• [CONSIGNE ÉCRITE A] Recopiez fidèlement l'extrait, depuis "Vu la procédure" jusqu'à "de trente jours.".
• [CONSIGNE ÉCRITE B] Indiquez si chacune des affirmations suivantes s'accorde avec l'extrait, par oui ou par non, en citant à l'identique les mots qui tranchent : (i) le tribunal administratif de la Guyane a rendu son jugement le 12 mai 2021 ; (ii) le préfet devait réexaminer la demande de titre de séjour dans un délai de trente jours ; (iii) une somme de 800 euros a été mise à la charge de l'Etat.

• [EXTRAIT]
Vu la procédure suivante :
Procédure contentieuse antérieure :
M. B... A... a demandé au tribunal administratif de la Guyane d'annuler l'arrêté du 18 février 2019 par lequel le préfet de la Guyane a refusé de lui délivrer un titre de séjour et lui a fait obligation de quitter le territoire français dans un délai de trente jours.
Par un jugement n° 1901058 du 12 mai 2021, le tribunal administratif de la Guyane
a annulé l'arrêté du 18 février 2019, a enjoint au préfet de la Guyane de procéder au réexamen
de la demande de titre de séjour de M. A... dans un délai de deux mois à compter
de la notification du jugement et mis à la charge de l'Etat la somme de 800 euros au titre des articles L. 761-1 du code de justice administrative et 37 de la loi du 10 juillet 1991.

• [MATÉRIEL SOURCE]
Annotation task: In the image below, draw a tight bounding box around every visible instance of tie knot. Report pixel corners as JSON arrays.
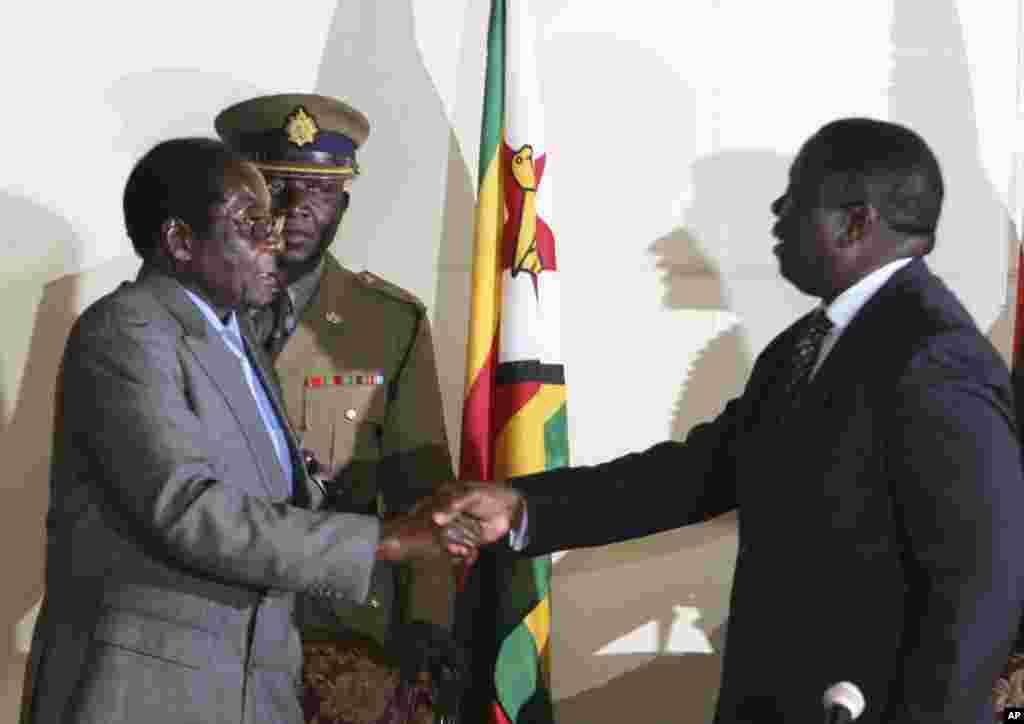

• [RÉPONSE ATTENDUE A]
Vu la procédure suivante :
Procédure contentieuse antérieure :
M. B... A... a demandé au tribunal administratif de la Guyane d'annuler l'arrêté du 18 février 2019 par lequel le préfet de la Guyane a refusé de lui délivrer un titre de séjour et lui a fait obligation de quitter le territoire français dans un délai de trente jours.

• [RÉPONSE ATTENDUE B]
(i) Oui : "Par un jugement n° 1901058 du 12 mai 2021, le tribunal administratif de la Guyane".
(ii) Non : "dans un délai de deux mois à compter de la notification du jugement".
(iii) Oui : "mis à la charge de l'Etat la somme de 800 euros".